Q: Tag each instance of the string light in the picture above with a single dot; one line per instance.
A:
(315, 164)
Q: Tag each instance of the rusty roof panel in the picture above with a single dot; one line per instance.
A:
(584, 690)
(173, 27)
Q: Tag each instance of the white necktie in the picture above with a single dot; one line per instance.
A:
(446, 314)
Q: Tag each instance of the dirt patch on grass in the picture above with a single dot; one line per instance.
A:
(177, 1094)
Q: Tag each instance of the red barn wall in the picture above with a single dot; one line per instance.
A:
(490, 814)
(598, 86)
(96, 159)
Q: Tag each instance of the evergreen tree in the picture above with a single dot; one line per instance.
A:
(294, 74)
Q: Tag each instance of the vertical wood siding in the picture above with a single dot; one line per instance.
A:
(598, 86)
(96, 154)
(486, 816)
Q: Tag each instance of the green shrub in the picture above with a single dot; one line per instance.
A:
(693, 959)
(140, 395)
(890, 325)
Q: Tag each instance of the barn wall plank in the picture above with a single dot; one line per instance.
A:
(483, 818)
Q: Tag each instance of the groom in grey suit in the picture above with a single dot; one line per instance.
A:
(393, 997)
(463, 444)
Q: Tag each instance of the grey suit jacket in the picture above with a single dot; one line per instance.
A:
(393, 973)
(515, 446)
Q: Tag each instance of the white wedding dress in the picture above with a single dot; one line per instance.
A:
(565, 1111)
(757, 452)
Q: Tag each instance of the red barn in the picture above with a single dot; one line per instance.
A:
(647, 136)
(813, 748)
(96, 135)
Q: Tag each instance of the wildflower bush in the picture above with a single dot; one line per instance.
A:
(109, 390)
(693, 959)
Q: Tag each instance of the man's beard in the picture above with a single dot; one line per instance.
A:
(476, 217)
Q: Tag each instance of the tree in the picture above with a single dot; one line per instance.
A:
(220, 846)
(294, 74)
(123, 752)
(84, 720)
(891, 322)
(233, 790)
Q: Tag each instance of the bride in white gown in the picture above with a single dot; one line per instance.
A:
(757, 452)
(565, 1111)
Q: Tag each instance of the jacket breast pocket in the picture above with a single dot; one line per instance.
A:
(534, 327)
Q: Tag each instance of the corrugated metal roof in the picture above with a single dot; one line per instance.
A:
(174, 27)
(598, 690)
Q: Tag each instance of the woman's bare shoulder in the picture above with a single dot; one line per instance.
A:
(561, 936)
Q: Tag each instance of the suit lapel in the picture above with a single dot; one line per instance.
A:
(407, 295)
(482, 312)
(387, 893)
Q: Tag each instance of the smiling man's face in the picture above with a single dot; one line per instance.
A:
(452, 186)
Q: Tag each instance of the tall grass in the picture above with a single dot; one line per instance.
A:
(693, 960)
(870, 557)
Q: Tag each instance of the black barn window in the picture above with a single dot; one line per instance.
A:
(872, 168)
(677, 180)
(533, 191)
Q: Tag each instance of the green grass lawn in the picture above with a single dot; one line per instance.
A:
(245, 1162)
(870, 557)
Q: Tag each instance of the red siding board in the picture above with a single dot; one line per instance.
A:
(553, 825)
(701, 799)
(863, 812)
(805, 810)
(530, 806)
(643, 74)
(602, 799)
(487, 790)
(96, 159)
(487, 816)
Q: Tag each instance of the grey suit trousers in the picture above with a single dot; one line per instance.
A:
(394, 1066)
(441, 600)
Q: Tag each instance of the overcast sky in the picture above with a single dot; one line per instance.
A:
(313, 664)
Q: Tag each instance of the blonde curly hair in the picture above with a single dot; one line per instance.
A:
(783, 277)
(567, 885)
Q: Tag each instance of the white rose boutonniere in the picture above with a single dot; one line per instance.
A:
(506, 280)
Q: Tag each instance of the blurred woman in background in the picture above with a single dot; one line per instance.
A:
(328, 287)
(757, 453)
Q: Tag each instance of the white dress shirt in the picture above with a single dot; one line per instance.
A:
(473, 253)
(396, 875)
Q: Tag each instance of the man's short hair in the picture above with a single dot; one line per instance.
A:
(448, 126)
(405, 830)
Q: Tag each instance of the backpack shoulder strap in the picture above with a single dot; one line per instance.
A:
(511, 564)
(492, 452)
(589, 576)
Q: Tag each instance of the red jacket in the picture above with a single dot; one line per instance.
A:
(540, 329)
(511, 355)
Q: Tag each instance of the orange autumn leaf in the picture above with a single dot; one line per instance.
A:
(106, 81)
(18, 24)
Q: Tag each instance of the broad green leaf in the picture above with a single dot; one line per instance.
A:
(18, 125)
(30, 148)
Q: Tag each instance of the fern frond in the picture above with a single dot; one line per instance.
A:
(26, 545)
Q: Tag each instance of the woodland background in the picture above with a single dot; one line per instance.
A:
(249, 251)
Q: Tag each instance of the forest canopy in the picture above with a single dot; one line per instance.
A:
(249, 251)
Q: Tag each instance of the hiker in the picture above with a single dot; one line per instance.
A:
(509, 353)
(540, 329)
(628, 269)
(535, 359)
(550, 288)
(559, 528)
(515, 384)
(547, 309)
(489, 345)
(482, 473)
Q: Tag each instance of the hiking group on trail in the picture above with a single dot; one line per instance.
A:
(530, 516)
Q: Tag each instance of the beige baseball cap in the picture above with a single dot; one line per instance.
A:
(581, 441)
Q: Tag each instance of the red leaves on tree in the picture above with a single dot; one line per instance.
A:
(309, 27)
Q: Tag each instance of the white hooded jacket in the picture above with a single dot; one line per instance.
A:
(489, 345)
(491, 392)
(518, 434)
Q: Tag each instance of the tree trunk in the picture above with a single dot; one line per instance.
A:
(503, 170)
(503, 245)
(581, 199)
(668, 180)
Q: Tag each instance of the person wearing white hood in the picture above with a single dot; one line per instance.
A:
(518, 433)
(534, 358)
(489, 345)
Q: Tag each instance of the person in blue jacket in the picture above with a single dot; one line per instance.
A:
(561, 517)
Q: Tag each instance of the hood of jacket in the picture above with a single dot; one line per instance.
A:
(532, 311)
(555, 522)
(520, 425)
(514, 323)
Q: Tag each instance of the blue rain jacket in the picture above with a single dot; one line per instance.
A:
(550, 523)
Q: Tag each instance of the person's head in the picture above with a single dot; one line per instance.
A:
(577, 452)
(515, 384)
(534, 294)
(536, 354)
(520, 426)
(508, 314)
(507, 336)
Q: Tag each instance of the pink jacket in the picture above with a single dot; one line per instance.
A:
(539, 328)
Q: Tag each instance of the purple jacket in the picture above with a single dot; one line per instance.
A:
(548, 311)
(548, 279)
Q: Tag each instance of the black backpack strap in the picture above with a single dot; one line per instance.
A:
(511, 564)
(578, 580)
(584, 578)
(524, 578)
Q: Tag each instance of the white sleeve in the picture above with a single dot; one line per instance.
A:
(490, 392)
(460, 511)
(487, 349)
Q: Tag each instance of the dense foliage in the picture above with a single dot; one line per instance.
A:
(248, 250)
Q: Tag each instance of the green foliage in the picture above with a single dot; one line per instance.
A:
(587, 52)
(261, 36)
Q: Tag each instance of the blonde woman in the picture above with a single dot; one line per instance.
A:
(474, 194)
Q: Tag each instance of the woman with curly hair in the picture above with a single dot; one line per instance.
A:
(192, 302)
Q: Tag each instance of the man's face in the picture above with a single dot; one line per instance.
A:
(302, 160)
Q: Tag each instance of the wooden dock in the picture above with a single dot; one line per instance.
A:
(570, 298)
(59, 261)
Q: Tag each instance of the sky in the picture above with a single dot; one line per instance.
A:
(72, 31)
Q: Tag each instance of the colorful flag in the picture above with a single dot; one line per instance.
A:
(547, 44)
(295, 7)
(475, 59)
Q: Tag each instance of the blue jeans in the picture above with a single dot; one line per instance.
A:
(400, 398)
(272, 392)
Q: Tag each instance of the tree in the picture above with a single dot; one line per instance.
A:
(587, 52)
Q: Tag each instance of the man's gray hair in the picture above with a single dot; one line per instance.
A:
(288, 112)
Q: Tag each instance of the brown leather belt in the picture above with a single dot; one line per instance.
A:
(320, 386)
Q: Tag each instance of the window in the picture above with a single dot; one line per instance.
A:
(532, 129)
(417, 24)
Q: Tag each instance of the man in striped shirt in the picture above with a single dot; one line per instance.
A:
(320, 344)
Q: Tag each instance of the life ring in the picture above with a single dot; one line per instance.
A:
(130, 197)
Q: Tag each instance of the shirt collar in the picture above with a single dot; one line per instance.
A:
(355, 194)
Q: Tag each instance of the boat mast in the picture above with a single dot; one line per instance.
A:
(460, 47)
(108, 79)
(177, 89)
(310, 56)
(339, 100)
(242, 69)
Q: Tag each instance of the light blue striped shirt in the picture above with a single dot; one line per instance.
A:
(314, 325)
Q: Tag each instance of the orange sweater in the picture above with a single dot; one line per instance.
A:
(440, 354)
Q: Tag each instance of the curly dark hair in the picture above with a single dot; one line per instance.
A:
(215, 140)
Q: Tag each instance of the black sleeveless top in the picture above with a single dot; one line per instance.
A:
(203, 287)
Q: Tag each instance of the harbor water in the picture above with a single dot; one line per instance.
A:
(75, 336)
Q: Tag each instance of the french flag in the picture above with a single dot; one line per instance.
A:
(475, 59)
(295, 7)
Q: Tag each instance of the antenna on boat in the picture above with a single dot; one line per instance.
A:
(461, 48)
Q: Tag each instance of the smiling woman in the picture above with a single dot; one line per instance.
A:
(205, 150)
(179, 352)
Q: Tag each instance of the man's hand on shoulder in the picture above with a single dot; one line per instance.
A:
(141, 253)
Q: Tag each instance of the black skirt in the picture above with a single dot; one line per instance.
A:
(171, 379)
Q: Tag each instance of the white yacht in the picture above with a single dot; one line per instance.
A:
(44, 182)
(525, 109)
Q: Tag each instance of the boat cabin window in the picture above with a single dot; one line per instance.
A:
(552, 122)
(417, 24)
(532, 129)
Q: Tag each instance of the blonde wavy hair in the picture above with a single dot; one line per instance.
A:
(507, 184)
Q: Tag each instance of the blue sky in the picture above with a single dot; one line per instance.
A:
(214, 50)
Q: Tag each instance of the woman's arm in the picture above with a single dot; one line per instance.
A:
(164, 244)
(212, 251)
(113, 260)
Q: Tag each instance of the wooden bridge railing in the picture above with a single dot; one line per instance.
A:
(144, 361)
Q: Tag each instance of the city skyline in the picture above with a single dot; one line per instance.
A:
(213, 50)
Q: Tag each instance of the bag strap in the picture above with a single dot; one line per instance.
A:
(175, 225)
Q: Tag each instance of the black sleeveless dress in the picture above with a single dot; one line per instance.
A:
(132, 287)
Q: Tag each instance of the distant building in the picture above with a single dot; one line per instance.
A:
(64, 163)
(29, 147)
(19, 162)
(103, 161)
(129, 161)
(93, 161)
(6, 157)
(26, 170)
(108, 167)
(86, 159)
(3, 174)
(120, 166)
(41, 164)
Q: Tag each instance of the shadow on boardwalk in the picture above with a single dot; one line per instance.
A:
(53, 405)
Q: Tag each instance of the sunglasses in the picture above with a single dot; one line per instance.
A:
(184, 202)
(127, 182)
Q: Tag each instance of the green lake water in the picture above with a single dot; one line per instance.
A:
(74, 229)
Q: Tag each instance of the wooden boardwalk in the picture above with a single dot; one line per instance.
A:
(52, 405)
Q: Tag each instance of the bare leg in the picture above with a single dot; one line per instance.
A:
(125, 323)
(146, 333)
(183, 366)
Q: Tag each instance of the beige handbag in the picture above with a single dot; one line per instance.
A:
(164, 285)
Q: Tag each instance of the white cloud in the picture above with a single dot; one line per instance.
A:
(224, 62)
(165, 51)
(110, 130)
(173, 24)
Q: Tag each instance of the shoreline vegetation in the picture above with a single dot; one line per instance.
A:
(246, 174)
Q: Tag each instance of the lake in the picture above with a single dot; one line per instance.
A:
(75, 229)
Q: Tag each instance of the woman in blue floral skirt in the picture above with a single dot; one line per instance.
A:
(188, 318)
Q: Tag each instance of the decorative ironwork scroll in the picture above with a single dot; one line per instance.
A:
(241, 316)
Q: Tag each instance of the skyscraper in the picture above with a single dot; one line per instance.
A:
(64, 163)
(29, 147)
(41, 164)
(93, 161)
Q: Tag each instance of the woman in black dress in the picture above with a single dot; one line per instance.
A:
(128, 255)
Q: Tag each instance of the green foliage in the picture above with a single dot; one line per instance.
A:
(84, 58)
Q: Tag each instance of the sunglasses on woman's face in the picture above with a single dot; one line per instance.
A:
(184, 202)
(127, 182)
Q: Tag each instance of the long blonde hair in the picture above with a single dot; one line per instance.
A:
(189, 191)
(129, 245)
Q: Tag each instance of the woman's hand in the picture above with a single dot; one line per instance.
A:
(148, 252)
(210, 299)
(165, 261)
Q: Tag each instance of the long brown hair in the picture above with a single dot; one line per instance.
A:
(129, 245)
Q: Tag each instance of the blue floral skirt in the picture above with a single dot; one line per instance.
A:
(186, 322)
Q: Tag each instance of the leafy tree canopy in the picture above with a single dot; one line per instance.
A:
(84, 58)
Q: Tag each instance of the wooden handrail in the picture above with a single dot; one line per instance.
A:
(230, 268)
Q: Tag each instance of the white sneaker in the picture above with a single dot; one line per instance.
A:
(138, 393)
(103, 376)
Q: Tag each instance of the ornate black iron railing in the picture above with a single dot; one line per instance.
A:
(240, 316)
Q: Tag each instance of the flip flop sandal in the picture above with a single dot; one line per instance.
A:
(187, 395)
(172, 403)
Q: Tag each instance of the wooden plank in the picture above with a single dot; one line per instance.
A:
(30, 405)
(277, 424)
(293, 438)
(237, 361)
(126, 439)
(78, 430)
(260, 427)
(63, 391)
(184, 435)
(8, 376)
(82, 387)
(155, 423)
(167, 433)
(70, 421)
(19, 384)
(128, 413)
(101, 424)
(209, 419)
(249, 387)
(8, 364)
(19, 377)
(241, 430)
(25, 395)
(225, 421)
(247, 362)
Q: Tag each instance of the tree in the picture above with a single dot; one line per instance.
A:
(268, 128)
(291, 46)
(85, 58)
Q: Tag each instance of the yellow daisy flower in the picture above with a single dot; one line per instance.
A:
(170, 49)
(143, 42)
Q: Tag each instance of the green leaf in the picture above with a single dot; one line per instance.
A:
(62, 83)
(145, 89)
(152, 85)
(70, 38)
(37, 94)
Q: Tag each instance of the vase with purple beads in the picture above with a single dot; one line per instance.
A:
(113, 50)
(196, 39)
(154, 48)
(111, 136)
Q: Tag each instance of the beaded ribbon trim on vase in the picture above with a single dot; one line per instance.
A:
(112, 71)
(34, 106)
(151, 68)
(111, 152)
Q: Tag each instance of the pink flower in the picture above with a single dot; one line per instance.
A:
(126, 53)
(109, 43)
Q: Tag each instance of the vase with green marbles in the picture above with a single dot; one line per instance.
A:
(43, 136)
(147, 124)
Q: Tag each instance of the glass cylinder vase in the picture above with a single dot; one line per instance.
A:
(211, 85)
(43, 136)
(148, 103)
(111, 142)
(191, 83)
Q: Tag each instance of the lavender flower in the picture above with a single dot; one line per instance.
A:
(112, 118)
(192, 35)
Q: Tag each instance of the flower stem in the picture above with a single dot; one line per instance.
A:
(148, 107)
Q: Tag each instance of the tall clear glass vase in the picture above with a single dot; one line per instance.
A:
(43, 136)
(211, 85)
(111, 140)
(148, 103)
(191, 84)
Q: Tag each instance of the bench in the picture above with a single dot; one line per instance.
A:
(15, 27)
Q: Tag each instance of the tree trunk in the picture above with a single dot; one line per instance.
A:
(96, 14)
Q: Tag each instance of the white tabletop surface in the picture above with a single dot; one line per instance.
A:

☆ ☆ ☆ ☆ ☆

Work task: Pull every line with the string "jacket" out of the material.

Answer below:
Q: Tag each instance of the grey suit jacket in the picture above with a single dot; one line per instance.
Q: Tag each instance of the jacket breast pocket in the picture above with a single dot; one line per instance.
Q: Tag each instance of the red jacket in the picture above with a single dot; one line per instance.
Q: Tag each instance of the white hooded jacket in the picture above with a single dot; one line per instance.
Q: Tag each instance of the person in blue jacket in the picture above with a single dot; one line per instance.
Q: Tag each instance of the hood of jacket in the picture above with a single dot; one line per instance.
Q: Tag each instance of the blue rain jacket in the picture above with a single dot; one line per instance.
Q: Tag each instance of the pink jacket in the picture above with a single dot; one line per instance.
Q: Tag each instance of the purple jacket in the picture above with a single dot; one line per instance.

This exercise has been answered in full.